(Provided records)

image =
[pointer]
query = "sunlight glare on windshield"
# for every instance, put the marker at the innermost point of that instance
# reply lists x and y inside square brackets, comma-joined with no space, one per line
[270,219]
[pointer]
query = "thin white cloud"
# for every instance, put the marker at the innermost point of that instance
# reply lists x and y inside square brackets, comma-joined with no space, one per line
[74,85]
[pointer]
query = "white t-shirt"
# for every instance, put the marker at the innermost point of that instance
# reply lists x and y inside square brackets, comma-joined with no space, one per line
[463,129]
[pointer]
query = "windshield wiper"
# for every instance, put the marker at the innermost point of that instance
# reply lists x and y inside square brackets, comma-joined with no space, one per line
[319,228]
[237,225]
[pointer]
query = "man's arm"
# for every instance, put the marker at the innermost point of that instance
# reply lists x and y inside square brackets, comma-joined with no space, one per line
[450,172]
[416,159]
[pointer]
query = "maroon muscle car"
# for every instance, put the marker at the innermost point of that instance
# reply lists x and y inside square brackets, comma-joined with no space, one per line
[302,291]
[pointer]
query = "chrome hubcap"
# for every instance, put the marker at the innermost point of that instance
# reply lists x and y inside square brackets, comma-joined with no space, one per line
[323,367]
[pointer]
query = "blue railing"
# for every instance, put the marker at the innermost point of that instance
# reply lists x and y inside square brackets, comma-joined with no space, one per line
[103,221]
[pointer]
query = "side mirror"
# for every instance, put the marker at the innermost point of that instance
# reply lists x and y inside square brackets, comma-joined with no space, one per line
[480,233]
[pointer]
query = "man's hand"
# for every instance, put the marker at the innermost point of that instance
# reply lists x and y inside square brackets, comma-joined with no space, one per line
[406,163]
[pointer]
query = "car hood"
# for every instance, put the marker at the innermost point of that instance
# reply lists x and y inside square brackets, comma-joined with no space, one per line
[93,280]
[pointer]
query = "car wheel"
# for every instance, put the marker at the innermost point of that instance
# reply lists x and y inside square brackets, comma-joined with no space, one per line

(Exercise prompt)
Transcribe every entry verbatim.

(Answer to the problem)
image =
[pointer]
query = "sunlight glare on windshield"
# for every instance, put the marker at the innermost point of that instance
# reply lists x and y inside square brackets, comma-joined with no space, one per line
[270,219]
[pointer]
query = "thin white cloud"
# for every instance, put the marker at the innermost point of that instance
# reply lists x and y inside square brackets, comma-joined with no space, one per line
[74,85]
[pointer]
query = "white t-shirt"
# for every instance, put the marker at the innermost point of that instance
# reply lists x and y inside square brackets, comma-joined with no space, one per line
[463,129]
[pointer]
query = "windshield wiper"
# for every instance, put the marker at the innermost point of that instance
# reply lists x and y inside square brackets, comma-joined with no space, one per line
[319,228]
[237,225]
[pointer]
query = "man's arm"
# for every instance, put the marker at the innermost point of that instance
# reply lists x and y inside square brackets, comma-joined with no space, one per line
[450,172]
[416,159]
[pointer]
query = "maroon muscle car"
# for every instance, put the marker at the innermost point of that instance
# reply lists x and y inside square brackets, comma-joined with no space, one per line
[302,291]
[pointer]
query = "chrome hubcap"
# for every instance, put the marker at the innermost point of that instance
# reply lists x and y inside square brackets, comma-joined with no space, one per line
[323,367]
[pointer]
query = "blue railing"
# for every instance, put the marker at the innermost point of that instance
# reply lists x and y inside square brackets, comma-joined with no space, one per line
[103,221]
[pointer]
query = "side mirror"
# for every instance, put the marker at the innermost point of that instance
# reply lists x and y inside square brackets, comma-joined with no space, one per line
[480,233]
[pointer]
query = "man's hand"
# for every instance, put the marker at the innermost point of that instance
# reply lists x and y inside square brackets, comma-joined with no space, one per line
[406,163]
[pointer]
query = "car hood"
# for every instance, put the marker at the innermost point of that instance
# reply lists x and y inside square brackets, comma-joined with no space, one per line
[93,280]
[pointer]
query = "car wheel"
# for every instance, put the marker at the innermost point of that instance
# reply lists x and y inside square brackets, comma-joined with no space, one per line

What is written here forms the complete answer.